** Seitentext **
"""

Feschak Orkeztra bei der Eröffnung der Ausstellung „Audible Visions of the Unseen“

Der Verein ARTist’s hat vor drei Jahren aus einer Theaterlocation in der Schützgasse ein schillerndes, vielfältiges und breit aufgestelltes Mehrspartenhaus gemacht, das sich als Melting Pot für Genres, Kulturen und Generationen sieht.

Text: Lydia Bißmann

Vieles, aber nicht vielerlei bietet der Verein ARTist’s in seiner Location in der Schützgasse im quirligen Bezirk Gries an. Trotz seiner breiten Aufstellung und dem Wunsch, möglichst viele Kulturen, Herkünfte, Altersgruppen und Kunstrichtungen anzusprechen, liegt eines hier ganz klar im Vordergrund. Der Wunsch nach Qualität. Und das gelingt. Seit dem Herbst 2019 wird im kleinen und sehr fein ausgestatteten Theater mit 60 Sitzplätzen eine wohlüberlegte Mischung aus Off-Theater, Live-Konzerten regionaler Musikschaffender, Kabarett und nerdigem Nischenprogramm angeboten. Im Herbst 2022 ging schon zum dritten Mal das zweiwöchige Mundartfestival MundARTist’s über die Bühne, das die immer größer werdende Nachfrage nach alternativer und zeitgenössischer Volks- und Dialektmusik bedient und auch im kommenden Jahr wieder stattfinden soll. Laute Lesungen bieten Literatur von Friederike Mayröcker, Wolfgang Bauer und Mathias Grilj und Live-Musik zu Stummfilmen bei den Silent Movie Jams an. Der Musiker Chris Watzik lädt regelmäßig Musikerfreunde wie Andi Baum, Ulli Baer oder Ewald Pfleger zu einem entspannten Gespräch mit Musikeinlagen vor Publikum ein. Ein Drittel der Spielzeit wird zeitgenössisches Theater von Theater Kaendace geboten, der Rest des bunten Portfolios entsteht durch Vermietungen an externe Veranstalter wie Eastern Roots mit Balkansounds, dem Interpenetration Festival oder Open Music, das experimentelle Musik oder anspruchsvollen Jazz bietet. Aktuell ist noch bis Jahresende das innovative multimediale Projekt Audible Visions of the Unseen zu sehen, die den sechzehn Bildern der Fotoreihe Schandfleck der Künstlerin Julia Seiler eigens komponierte Klangflächen zuordnet, die direkt aus den eigens gebauten Displayflächen erklingen. Vor Weihnachten, am 16., 17., 22. und 23. Dezember gibt es Boxty-Irish Christmas, wo traditionellerweise mit Blues und irischer Musik der Advent gefeiert wird.

"""

** Datenauszug **
"""

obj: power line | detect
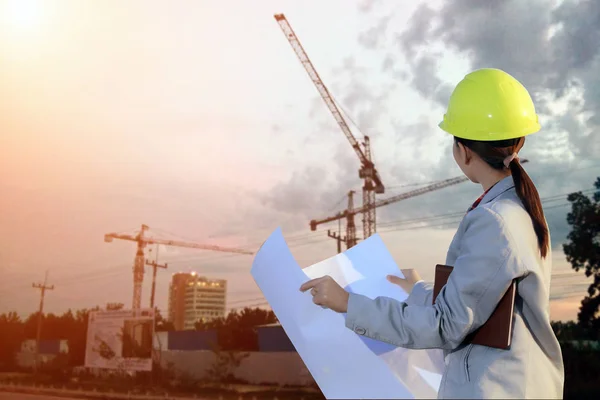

"""

** Ziele **
1. Tippe aus dem Text über den Verein ARTist’s den Abschnitt ab, der bei „Der Verein ARTist’s hat“ beginnt und bei „und Generationen sieht.“ endet.
2. Passen die Aussagen (a), (b) und (c) zum Text über den Verein ARTist’s? Antworte jeweils mit Ja oder Nein und belege dies mit den ausschlaggebenden Worten des Textes als wörtliches Zitat.
(a) Das Theater verfügt über 60 Sitzplätze.
(b) Das Mundartfestival MundARTist’s fand im Herbst 2022 zum ersten Mal statt.
(c) Die Fotoreihe Schandfleck besteht aus zwölf Bildern.
Die Liste spielt hierfür keine Rolle.

** Lösungen **
1.
Der Verein ARTist’s hat vor drei Jahren aus einer Theaterlocation in der Schützgasse ein schillerndes, vielfältiges und breit aufgestelltes Mehrspartenhaus gemacht, das sich als Melting Pot für Genres, Kulturen und Generationen sieht.

2.
(a) Ja: „im kleinen und sehr fein ausgestatteten Theater mit 60 Sitzplätzen“
(b) Nein: „Im Herbst 2022 ging schon zum dritten Mal das zweiwöchige Mundartfestival MundARTist’s über die Bühne“
(c) Nein: „den sechzehn Bildern der Fotoreihe Schandfleck“